- _DOCUMENT PASSAGE_
________________________________________
I recall this first happening in fourth grade at Reese Elementary School in Lubbock, Texas. It has since been repeated thousands of times.
Mrs. Hagan instructed our class that if we came to a test question we didn’t know the answer to, it was better to “guess” and take a chance, than leave things blank. That hit home with me because I was leaving more blanks than anything else.
On our next quiz I did quite well. I don’t remember the amount of questions guessed, but I was correct on a majority of them. I got an A on that paper and verbal accolades going along with such. The grade wasn’t as significant as discovering that guessing was exciting, and in a strange way, made learning fun. It was much like a television game show without the expensive prizes.
I tried to completely guess the next couple of tests without studying and failed miserably. I wasn’t the only kid picking up this poor educational habit. After several weeks, students were re-instructed by Mrs. Hagan to leave things blank if they didn’t know the answer. At this point, I couldn’t return to my old ways as I was hooked. Several boys in my class had the same addiction. I suppose my pastor would say it’s akin to gambling, although I didn’t view it that way back then.
Throughout life I’ve used guessing in many areas. If I didn’t know the direction to a specific location, I guessed on which road to take. Sometimes I was right yet the majority of time I was wrong. I didn’t have a problem with being lost, because I saw things along the way that I’d never come across otherwise. Unfortunately, GPS took care of that problem if you can call it that.
I’ve guessed on driving test questions, employment applications, financial questionnaires, which line to get in at the drive-thru pharmacy, what grocery store checker was quickest, which wrench or socket to use, how old a person is, and the list goes on and on.
________________________________________
Reproduce the essay on guessing word for word, starting with "On our next" and going on through "way back then.". The entries after the essay on guessing are separate material and have no connection to it.
________________________________________
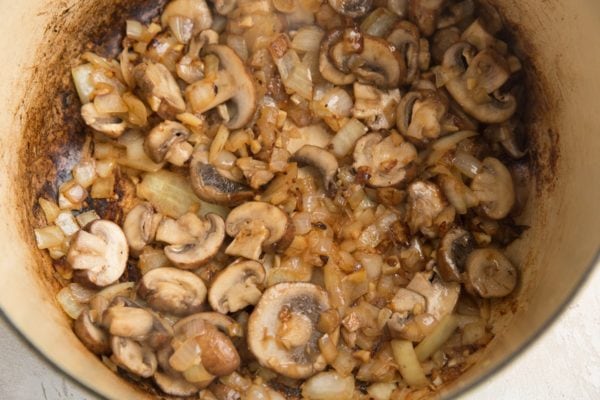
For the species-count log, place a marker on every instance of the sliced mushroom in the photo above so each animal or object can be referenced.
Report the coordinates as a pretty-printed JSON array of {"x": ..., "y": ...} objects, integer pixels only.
[
  {"x": 425, "y": 203},
  {"x": 351, "y": 8},
  {"x": 100, "y": 252},
  {"x": 140, "y": 226},
  {"x": 425, "y": 14},
  {"x": 323, "y": 161},
  {"x": 233, "y": 85},
  {"x": 441, "y": 296},
  {"x": 237, "y": 286},
  {"x": 134, "y": 357},
  {"x": 452, "y": 253},
  {"x": 475, "y": 86},
  {"x": 256, "y": 226},
  {"x": 218, "y": 354},
  {"x": 168, "y": 141},
  {"x": 173, "y": 291},
  {"x": 112, "y": 126},
  {"x": 158, "y": 86},
  {"x": 406, "y": 39},
  {"x": 207, "y": 240},
  {"x": 211, "y": 186},
  {"x": 494, "y": 188},
  {"x": 124, "y": 321},
  {"x": 282, "y": 329},
  {"x": 383, "y": 160},
  {"x": 195, "y": 11},
  {"x": 490, "y": 274},
  {"x": 94, "y": 338},
  {"x": 175, "y": 386},
  {"x": 420, "y": 115},
  {"x": 374, "y": 106}
]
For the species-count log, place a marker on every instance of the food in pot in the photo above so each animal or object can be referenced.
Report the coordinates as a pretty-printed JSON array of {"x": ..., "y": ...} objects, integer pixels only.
[{"x": 293, "y": 198}]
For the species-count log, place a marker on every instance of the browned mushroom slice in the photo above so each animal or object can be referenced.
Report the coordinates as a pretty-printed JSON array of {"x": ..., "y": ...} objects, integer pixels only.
[
  {"x": 351, "y": 8},
  {"x": 207, "y": 234},
  {"x": 420, "y": 115},
  {"x": 323, "y": 161},
  {"x": 173, "y": 291},
  {"x": 282, "y": 329},
  {"x": 256, "y": 226},
  {"x": 494, "y": 188},
  {"x": 168, "y": 141},
  {"x": 210, "y": 185},
  {"x": 475, "y": 86},
  {"x": 94, "y": 338},
  {"x": 159, "y": 88},
  {"x": 237, "y": 286},
  {"x": 490, "y": 274},
  {"x": 383, "y": 160},
  {"x": 233, "y": 85},
  {"x": 425, "y": 203},
  {"x": 101, "y": 254},
  {"x": 452, "y": 253},
  {"x": 140, "y": 226},
  {"x": 133, "y": 357}
]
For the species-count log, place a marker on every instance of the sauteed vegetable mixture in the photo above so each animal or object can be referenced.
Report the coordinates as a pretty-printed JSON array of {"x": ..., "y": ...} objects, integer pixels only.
[{"x": 294, "y": 198}]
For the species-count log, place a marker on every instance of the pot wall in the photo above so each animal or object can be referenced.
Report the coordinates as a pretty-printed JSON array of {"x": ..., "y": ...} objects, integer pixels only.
[{"x": 39, "y": 142}]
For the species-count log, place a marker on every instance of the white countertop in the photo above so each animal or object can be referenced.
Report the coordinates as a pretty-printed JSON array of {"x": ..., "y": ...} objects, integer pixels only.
[{"x": 563, "y": 364}]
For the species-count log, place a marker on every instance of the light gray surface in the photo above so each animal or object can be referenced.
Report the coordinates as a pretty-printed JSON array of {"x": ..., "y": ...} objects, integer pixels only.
[{"x": 564, "y": 364}]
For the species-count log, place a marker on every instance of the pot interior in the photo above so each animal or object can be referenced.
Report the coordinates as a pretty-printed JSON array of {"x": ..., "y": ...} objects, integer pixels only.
[{"x": 41, "y": 136}]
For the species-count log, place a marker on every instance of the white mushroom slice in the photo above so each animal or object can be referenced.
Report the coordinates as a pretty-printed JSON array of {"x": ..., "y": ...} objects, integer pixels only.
[
  {"x": 206, "y": 244},
  {"x": 441, "y": 296},
  {"x": 237, "y": 286},
  {"x": 196, "y": 11},
  {"x": 382, "y": 161},
  {"x": 140, "y": 226},
  {"x": 376, "y": 107},
  {"x": 232, "y": 84},
  {"x": 282, "y": 331},
  {"x": 490, "y": 274},
  {"x": 173, "y": 291},
  {"x": 168, "y": 141},
  {"x": 175, "y": 386},
  {"x": 133, "y": 357},
  {"x": 256, "y": 226},
  {"x": 126, "y": 321},
  {"x": 425, "y": 203},
  {"x": 494, "y": 188},
  {"x": 323, "y": 161},
  {"x": 101, "y": 253},
  {"x": 158, "y": 86},
  {"x": 94, "y": 338}
]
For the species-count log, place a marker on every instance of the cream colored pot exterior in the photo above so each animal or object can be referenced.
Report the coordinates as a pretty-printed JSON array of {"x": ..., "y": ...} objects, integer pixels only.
[{"x": 563, "y": 40}]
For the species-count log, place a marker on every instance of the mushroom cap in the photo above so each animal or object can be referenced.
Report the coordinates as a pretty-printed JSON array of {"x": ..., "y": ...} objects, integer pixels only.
[
  {"x": 140, "y": 226},
  {"x": 94, "y": 338},
  {"x": 101, "y": 254},
  {"x": 192, "y": 255},
  {"x": 244, "y": 100},
  {"x": 490, "y": 109},
  {"x": 452, "y": 253},
  {"x": 163, "y": 137},
  {"x": 490, "y": 274},
  {"x": 323, "y": 161},
  {"x": 209, "y": 185},
  {"x": 494, "y": 188},
  {"x": 282, "y": 331},
  {"x": 173, "y": 291},
  {"x": 237, "y": 286},
  {"x": 133, "y": 357},
  {"x": 383, "y": 160}
]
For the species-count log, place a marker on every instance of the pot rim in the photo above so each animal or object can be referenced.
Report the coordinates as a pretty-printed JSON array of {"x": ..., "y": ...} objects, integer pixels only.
[{"x": 520, "y": 350}]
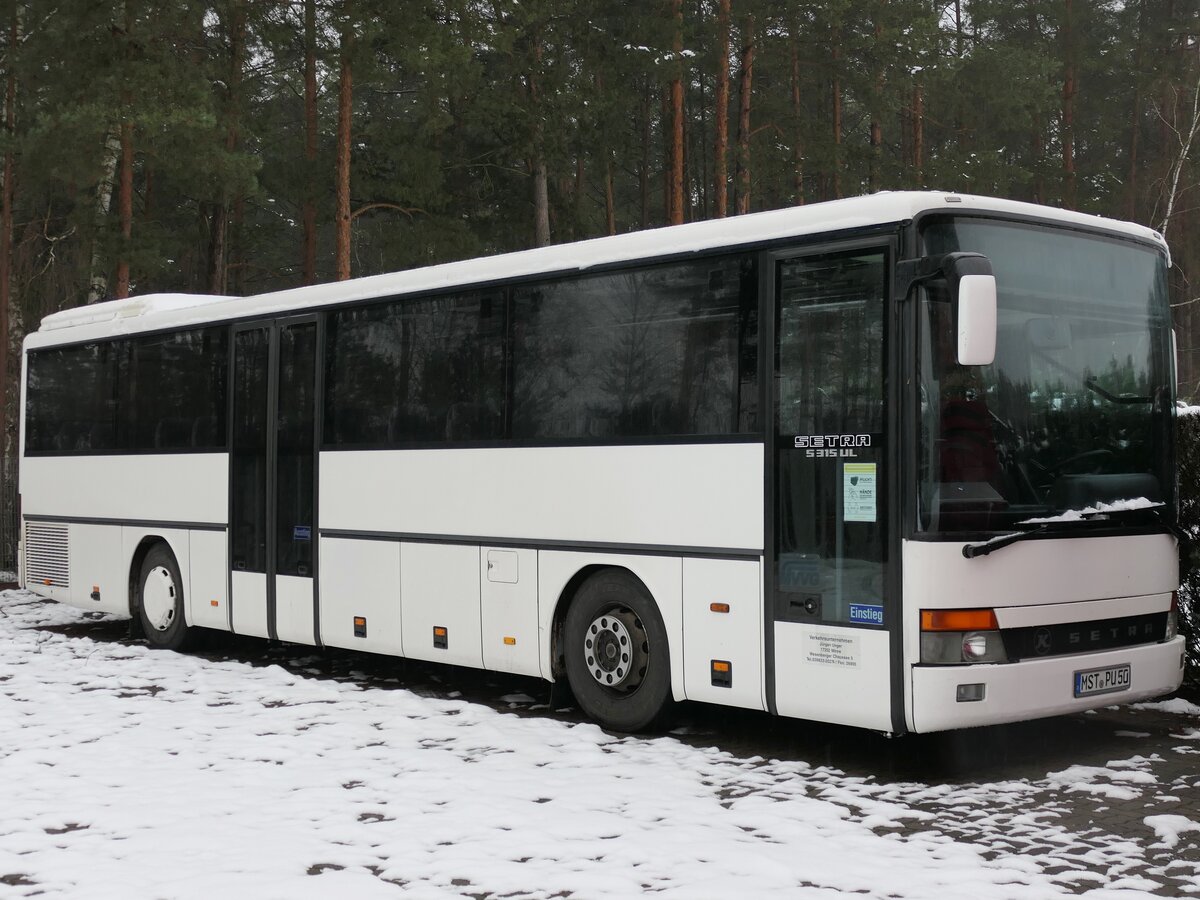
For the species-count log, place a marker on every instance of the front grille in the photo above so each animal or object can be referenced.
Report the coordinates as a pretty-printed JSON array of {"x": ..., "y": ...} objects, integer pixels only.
[
  {"x": 47, "y": 557},
  {"x": 1039, "y": 642}
]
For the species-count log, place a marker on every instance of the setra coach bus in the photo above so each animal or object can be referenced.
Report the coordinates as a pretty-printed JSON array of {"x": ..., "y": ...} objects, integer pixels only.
[{"x": 901, "y": 462}]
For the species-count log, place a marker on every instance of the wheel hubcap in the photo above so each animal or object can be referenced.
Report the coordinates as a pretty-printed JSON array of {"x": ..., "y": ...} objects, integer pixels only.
[
  {"x": 615, "y": 649},
  {"x": 159, "y": 599}
]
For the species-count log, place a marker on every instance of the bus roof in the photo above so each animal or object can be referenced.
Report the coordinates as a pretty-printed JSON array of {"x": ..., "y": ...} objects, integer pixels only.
[{"x": 162, "y": 311}]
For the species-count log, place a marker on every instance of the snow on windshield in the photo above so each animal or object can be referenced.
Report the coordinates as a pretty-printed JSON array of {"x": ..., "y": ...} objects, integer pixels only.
[{"x": 1075, "y": 515}]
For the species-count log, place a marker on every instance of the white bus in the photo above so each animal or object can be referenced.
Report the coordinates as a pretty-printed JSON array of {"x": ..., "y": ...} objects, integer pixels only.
[{"x": 901, "y": 462}]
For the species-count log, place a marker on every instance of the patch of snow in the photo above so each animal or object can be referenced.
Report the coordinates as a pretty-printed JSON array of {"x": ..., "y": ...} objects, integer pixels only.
[
  {"x": 1075, "y": 515},
  {"x": 1175, "y": 705},
  {"x": 1170, "y": 828}
]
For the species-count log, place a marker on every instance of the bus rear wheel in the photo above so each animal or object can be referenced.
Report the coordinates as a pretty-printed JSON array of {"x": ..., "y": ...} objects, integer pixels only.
[
  {"x": 616, "y": 653},
  {"x": 161, "y": 601}
]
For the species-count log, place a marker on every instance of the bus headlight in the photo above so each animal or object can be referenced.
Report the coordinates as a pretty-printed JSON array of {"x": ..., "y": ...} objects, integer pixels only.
[
  {"x": 957, "y": 636},
  {"x": 959, "y": 647}
]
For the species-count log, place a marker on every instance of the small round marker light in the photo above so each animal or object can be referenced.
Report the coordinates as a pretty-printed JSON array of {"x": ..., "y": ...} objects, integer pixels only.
[{"x": 975, "y": 647}]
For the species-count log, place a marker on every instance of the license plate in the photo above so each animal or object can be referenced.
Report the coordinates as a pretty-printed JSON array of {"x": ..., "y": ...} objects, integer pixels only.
[{"x": 1103, "y": 681}]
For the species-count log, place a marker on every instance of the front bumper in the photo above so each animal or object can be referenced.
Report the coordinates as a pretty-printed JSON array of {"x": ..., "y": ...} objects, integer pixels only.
[{"x": 1032, "y": 689}]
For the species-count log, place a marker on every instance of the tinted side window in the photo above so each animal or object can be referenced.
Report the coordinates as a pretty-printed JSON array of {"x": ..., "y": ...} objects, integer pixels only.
[
  {"x": 72, "y": 399},
  {"x": 417, "y": 371},
  {"x": 160, "y": 393},
  {"x": 654, "y": 352},
  {"x": 178, "y": 391}
]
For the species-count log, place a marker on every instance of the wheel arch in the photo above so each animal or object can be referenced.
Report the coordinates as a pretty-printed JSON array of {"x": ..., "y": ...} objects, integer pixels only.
[
  {"x": 144, "y": 544},
  {"x": 562, "y": 575}
]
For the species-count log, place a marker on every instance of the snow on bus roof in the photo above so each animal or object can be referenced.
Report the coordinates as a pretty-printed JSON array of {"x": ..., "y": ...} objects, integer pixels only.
[{"x": 157, "y": 311}]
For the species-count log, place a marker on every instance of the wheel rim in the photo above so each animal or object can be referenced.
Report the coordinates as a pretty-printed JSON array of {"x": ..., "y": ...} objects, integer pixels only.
[
  {"x": 159, "y": 599},
  {"x": 616, "y": 649}
]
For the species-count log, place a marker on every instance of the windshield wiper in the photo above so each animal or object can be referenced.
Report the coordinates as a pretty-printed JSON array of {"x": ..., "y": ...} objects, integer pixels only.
[
  {"x": 991, "y": 545},
  {"x": 1093, "y": 385},
  {"x": 1138, "y": 514}
]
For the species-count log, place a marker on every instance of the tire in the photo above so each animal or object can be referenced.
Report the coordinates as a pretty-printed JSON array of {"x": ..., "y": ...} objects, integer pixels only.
[
  {"x": 616, "y": 653},
  {"x": 161, "y": 601}
]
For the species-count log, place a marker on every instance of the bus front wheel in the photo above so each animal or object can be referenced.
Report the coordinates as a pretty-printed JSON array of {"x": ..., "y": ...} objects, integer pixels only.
[
  {"x": 161, "y": 600},
  {"x": 616, "y": 653}
]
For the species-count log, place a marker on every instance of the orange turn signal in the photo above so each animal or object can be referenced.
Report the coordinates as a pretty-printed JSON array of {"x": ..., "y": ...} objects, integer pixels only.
[{"x": 958, "y": 621}]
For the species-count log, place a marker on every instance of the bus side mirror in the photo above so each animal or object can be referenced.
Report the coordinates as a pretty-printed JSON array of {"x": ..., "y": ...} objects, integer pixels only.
[{"x": 973, "y": 294}]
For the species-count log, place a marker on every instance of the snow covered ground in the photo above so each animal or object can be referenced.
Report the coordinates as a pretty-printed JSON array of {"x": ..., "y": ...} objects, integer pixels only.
[{"x": 285, "y": 773}]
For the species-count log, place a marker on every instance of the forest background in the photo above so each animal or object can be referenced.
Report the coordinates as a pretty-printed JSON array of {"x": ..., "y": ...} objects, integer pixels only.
[{"x": 237, "y": 147}]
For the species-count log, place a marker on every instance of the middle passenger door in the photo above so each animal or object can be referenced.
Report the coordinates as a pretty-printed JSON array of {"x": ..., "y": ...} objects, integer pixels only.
[{"x": 273, "y": 479}]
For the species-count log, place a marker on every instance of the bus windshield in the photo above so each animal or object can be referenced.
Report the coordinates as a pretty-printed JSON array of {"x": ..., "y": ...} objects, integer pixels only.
[{"x": 1075, "y": 408}]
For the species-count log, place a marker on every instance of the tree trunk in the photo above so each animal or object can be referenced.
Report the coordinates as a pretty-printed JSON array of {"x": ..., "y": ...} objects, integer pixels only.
[
  {"x": 837, "y": 117},
  {"x": 918, "y": 133},
  {"x": 721, "y": 101},
  {"x": 6, "y": 199},
  {"x": 744, "y": 88},
  {"x": 797, "y": 120},
  {"x": 219, "y": 243},
  {"x": 342, "y": 191},
  {"x": 538, "y": 159},
  {"x": 125, "y": 210},
  {"x": 1135, "y": 118},
  {"x": 97, "y": 285},
  {"x": 676, "y": 185},
  {"x": 876, "y": 113},
  {"x": 125, "y": 196},
  {"x": 610, "y": 199},
  {"x": 1068, "y": 109},
  {"x": 309, "y": 213},
  {"x": 643, "y": 168},
  {"x": 1037, "y": 142}
]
________________________________________
- _SOLUTION TO THIS PROBLEM_
On our next quiz I did quite well. I don’t remember the amount of questions guessed, but I was correct on a majority of them. I got an A on that paper and verbal accolades going along with such. The grade wasn’t as significant as discovering that guessing was exciting, and in a strange way, made learning fun. It was much like a television game show without the expensive prizes.
I tried to completely guess the next couple of tests without studying and failed miserably. I wasn’t the only kid picking up this poor educational habit. After several weeks, students were re-instructed by Mrs. Hagan to leave things blank if they didn’t know the answer. At this point, I couldn’t return to my old ways as I was hooked. Several boys in my class had the same addiction. I suppose my pastor would say it’s akin to gambling, although I didn’t view it that way back then.